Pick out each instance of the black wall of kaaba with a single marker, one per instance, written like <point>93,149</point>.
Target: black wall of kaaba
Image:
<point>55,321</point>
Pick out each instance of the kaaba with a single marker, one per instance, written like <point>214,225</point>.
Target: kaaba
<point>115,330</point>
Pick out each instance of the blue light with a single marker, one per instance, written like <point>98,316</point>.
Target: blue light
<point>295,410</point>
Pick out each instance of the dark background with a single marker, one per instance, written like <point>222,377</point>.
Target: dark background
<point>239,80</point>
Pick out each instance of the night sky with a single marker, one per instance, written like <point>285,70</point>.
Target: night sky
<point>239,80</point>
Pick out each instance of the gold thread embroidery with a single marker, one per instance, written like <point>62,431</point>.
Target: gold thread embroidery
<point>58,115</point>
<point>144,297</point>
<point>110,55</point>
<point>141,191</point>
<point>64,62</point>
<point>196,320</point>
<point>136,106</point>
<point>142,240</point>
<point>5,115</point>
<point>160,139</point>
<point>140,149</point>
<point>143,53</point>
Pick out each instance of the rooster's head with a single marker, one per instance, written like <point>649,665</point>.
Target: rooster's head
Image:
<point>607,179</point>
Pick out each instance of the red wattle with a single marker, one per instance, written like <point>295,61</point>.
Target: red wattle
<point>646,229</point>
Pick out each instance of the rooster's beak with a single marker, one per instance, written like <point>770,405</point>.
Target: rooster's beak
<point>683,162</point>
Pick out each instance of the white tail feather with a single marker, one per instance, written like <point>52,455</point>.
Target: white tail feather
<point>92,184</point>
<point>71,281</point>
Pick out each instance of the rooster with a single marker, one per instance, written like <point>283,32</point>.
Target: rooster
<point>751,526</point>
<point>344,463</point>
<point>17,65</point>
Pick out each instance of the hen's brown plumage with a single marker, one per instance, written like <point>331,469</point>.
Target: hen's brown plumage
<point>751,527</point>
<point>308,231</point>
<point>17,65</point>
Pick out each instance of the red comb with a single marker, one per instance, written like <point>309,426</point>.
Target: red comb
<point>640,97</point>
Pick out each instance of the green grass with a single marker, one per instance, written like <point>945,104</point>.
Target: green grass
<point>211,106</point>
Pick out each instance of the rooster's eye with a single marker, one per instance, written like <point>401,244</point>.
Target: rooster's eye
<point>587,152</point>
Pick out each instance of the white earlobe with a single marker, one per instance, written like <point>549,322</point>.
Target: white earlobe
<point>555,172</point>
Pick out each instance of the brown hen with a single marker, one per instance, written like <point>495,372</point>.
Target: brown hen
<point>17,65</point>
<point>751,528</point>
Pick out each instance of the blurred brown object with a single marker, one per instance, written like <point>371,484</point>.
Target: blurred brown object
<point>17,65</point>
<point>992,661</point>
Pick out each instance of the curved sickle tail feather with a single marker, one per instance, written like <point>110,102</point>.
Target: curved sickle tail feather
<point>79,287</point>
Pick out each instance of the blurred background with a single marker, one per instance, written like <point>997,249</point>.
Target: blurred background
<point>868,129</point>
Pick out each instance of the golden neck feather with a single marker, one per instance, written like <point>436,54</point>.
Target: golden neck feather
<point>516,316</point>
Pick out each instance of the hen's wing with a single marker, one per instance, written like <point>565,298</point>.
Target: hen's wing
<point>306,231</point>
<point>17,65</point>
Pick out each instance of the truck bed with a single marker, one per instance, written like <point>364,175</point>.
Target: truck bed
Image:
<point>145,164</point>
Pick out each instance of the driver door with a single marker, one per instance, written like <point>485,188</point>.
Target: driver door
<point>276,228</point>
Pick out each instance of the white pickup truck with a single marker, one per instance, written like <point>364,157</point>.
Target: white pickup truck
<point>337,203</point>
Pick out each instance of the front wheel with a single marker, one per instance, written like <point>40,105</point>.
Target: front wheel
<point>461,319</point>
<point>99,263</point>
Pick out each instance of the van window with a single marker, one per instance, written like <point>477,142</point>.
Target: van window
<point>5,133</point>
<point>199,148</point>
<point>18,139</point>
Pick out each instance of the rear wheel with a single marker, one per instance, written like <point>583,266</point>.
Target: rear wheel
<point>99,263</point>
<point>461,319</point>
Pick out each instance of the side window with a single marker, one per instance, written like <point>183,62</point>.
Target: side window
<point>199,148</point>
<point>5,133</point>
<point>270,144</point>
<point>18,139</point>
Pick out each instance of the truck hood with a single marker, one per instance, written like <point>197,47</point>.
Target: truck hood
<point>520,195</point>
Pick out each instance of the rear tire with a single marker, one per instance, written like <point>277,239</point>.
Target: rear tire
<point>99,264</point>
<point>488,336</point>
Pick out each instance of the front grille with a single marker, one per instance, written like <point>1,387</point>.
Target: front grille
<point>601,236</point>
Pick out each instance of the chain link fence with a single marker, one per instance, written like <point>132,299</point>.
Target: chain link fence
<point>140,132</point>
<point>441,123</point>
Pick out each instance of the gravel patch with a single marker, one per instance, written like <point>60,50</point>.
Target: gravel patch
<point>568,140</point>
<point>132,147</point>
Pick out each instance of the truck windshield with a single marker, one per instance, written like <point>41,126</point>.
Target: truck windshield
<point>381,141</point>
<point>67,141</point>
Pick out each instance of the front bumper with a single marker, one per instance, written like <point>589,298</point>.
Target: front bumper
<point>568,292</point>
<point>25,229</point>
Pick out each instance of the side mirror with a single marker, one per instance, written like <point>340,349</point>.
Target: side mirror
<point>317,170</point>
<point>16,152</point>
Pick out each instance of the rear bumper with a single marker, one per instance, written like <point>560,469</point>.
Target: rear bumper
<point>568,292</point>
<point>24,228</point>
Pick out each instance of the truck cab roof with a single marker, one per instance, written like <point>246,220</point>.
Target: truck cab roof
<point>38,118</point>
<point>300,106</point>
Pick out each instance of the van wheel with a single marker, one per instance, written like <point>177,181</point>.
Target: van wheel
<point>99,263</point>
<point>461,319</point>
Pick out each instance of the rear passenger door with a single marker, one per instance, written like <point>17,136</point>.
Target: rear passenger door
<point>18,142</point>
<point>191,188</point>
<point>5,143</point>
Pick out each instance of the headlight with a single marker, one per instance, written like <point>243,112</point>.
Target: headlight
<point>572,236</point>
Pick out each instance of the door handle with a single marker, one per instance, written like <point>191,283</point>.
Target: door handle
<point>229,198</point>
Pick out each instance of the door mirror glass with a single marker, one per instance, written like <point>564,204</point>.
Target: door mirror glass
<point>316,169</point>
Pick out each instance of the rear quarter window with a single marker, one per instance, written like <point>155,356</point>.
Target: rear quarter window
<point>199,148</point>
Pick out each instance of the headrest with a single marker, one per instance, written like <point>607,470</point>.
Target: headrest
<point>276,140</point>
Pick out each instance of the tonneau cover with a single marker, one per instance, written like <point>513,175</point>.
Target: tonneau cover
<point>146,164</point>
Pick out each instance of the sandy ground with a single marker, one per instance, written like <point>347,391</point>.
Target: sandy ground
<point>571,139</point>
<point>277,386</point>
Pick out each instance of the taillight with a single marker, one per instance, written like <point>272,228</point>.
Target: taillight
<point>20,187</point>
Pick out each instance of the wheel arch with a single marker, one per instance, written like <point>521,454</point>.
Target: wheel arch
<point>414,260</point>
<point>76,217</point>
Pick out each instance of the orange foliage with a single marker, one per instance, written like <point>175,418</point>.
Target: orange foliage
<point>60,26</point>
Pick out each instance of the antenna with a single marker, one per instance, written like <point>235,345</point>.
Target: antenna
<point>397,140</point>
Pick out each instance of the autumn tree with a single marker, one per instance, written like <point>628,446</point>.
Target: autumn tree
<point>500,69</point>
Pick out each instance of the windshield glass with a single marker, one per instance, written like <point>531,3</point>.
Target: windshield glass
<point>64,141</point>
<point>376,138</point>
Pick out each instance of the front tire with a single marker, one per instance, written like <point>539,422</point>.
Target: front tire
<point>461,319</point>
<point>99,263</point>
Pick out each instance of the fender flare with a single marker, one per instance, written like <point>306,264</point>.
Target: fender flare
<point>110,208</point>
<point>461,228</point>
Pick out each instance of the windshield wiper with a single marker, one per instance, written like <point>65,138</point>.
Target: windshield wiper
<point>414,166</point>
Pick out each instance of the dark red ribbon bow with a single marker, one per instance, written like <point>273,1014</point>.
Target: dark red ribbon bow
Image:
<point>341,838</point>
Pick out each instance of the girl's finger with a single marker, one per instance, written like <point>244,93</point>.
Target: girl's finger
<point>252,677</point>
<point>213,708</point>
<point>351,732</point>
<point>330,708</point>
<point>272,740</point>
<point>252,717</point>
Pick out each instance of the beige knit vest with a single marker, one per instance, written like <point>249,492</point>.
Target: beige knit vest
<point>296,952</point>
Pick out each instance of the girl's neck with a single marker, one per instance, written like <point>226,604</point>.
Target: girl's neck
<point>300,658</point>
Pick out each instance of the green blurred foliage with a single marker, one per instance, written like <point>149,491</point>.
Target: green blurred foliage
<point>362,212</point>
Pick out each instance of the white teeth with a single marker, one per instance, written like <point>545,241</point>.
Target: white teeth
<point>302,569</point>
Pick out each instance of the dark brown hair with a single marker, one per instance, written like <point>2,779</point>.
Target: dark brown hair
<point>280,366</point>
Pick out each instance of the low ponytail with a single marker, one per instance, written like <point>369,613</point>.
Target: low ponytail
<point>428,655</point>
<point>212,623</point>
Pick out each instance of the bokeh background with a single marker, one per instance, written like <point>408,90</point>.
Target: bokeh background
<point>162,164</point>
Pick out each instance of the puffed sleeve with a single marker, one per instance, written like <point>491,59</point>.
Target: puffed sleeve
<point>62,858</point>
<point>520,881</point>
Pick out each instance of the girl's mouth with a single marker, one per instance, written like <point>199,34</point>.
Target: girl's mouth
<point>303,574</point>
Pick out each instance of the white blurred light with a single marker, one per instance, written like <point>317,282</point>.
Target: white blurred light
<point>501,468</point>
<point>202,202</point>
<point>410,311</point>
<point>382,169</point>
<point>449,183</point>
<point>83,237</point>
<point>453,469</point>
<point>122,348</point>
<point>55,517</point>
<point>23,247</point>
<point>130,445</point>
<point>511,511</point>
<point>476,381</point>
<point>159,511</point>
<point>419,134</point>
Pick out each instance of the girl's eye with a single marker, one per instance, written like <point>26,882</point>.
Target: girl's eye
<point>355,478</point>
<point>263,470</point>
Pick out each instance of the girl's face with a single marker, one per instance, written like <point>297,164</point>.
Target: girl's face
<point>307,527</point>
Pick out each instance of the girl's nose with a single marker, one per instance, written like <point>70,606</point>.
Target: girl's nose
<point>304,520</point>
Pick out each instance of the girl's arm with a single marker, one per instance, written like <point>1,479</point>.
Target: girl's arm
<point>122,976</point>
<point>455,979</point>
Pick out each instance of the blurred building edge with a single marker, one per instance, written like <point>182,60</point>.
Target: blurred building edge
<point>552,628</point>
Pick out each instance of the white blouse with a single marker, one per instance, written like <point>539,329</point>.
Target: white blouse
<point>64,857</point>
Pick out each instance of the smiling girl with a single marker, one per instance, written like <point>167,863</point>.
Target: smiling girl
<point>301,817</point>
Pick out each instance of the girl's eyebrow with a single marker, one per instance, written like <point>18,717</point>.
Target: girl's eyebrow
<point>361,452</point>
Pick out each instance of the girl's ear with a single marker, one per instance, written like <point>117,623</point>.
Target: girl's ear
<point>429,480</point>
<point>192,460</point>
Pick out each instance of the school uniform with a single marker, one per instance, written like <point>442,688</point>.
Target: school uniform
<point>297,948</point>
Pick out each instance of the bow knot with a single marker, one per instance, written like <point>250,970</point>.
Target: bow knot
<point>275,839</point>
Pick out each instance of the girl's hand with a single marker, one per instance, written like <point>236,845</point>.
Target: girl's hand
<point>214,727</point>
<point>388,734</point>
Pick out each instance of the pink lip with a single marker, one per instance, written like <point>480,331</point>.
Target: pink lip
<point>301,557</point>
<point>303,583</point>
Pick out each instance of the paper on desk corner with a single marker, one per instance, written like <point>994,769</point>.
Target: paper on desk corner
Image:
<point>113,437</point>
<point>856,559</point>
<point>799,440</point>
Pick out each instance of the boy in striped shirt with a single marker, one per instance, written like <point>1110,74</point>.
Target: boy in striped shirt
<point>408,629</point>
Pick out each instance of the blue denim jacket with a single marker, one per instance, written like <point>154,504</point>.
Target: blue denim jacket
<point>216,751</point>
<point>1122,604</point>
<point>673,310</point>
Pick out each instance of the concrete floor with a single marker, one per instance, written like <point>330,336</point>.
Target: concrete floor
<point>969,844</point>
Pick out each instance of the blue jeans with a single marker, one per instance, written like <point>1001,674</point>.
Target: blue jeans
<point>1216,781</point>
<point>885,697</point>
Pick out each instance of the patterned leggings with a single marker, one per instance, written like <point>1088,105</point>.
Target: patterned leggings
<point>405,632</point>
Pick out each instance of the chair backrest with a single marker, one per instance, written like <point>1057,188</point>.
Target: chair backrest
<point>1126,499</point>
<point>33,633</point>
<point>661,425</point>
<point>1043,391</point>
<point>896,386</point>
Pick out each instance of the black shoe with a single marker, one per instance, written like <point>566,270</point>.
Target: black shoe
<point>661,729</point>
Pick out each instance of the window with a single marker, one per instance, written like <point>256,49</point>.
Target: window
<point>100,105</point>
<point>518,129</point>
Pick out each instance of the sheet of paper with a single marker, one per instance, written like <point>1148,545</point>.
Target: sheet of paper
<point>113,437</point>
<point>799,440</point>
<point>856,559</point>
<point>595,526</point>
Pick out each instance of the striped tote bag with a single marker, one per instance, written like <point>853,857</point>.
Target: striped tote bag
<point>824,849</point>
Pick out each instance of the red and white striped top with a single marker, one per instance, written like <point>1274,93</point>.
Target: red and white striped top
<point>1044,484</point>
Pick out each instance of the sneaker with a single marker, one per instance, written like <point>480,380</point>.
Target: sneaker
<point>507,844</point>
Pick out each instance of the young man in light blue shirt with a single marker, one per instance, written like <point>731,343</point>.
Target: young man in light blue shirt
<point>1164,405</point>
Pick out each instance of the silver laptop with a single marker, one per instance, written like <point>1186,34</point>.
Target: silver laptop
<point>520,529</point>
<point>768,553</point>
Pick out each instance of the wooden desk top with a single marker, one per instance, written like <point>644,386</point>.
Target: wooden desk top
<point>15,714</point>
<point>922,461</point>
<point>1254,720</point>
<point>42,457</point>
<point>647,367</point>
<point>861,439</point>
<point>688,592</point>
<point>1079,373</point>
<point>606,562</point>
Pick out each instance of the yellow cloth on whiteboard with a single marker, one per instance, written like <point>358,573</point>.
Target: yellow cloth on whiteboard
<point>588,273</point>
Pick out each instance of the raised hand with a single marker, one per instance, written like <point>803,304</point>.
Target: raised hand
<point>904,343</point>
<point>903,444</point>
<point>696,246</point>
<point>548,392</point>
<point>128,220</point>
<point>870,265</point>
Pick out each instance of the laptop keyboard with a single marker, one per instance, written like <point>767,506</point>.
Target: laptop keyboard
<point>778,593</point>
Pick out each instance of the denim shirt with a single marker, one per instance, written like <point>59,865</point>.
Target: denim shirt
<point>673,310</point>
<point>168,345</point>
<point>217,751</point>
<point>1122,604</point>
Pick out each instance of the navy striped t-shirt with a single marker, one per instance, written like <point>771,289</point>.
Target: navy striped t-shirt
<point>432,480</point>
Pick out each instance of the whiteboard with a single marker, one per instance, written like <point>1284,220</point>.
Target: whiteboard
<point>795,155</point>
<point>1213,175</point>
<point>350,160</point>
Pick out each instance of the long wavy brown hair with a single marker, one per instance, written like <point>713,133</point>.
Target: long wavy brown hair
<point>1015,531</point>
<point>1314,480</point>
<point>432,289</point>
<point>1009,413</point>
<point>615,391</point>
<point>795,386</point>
===
> _What the task asks_
Can you quote exactly the lines from the one containing "Pick out each instance of the whiteboard" through the last line of the records above, and nothing else?

> _Response for this exercise_
Pick out each instance of the whiteboard with a single marker, one per instance, written like <point>1284,220</point>.
Target: whiteboard
<point>795,155</point>
<point>1213,175</point>
<point>350,160</point>
Pick out each instance of the long wavy brown hair with a single marker, one per instance, written like <point>713,133</point>.
Target: long wavy brown hair
<point>1015,531</point>
<point>1314,480</point>
<point>432,289</point>
<point>1009,413</point>
<point>615,391</point>
<point>795,386</point>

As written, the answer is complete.